=== Problem 1 ===
Return the part of the text about Asantewaa that opens with the words containing "Ghanaian social media" and closes with "friend and coursemate.", copied exactly.
=== Problem 2 ===
In the text about Asantewaa, what award did she win in 2021?
=== Problem 3 ===
List every family member of Martina Dwamena that the text about Asantewaa mentions.

=== Page text ===
Ghanaian social media influencer

Martina Dwamena, who goes by the mononym Asantewaa, is a Ghanaian TikToker. She is known for the funny videos she started creating during the global Coronavirus pandemic, when she rapidly gained followers on TikTok. In 2021, Asantewaa won the Pulse Ghana award for TikTok influencer of the year.

== Early life and education ==
Martina Dwamena was raised by her grandmother, after her mother died when she was ten years old. After graduating from Winneba Senior High School, Dwamena worked as a teacher and as a MoMo vendor for three years to support herself and her younger brother, and save for her tertiary education. She then attended the nursing training college, where she was introduced to TikTok by a friend and coursemate.

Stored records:
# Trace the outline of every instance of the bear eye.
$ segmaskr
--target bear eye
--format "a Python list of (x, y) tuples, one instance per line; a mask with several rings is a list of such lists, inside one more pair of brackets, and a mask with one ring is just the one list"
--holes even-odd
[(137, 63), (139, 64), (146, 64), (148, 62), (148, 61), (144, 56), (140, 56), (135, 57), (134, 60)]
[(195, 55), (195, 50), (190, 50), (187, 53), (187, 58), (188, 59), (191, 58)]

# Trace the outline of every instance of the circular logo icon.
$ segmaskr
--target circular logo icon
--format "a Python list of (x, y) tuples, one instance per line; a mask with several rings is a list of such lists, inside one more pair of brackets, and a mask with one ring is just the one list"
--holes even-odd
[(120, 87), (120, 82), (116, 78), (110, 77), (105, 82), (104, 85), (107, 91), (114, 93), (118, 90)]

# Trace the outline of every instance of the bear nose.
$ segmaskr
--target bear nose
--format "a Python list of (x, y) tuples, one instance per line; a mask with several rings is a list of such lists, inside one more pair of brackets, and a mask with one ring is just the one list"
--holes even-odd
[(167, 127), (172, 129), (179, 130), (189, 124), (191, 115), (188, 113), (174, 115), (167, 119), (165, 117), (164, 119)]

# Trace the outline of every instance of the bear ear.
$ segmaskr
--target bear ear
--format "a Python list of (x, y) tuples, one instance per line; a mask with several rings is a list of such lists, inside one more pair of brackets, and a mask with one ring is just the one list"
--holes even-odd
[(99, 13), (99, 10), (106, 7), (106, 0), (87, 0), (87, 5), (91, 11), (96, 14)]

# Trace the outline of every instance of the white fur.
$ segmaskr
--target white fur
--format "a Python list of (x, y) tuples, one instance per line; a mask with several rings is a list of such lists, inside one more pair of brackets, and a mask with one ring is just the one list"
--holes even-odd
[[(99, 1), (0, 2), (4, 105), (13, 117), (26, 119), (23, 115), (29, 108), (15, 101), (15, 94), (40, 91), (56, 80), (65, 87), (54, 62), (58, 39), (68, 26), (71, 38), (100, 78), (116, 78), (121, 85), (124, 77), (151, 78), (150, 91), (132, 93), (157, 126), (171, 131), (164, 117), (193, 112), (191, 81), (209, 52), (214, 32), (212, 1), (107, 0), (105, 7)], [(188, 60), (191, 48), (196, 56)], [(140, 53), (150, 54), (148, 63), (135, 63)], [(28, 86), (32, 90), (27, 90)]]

=== Task answer 1 ===
Ghanaian social media influencer

Martina Dwamena, who goes by the mononym Asantewaa, is a Ghanaian TikToker. She is known for the funny videos she started creating during the global Coronavirus pandemic, when she rapidly gained followers on TikTok. In 2021, Asantewaa won the Pulse Ghana award for TikTok influencer of the year.

== Early life and education ==
Martina Dwamena was raised by her grandmother, after her mother died when she was ten years old. After graduating from Winneba Senior High School, Dwamena worked as a teacher and as a MoMo vendor for three years to support herself and her younger brother, and save for her tertiary education. She then attended the nursing training college, where she was introduced to TikTok by a friend and coursemate.

=== Task answer 2 ===
The Pulse Ghana award for TikTok influencer of the year.

=== Task answer 3 ===
Her grandmother, her mother, her younger brother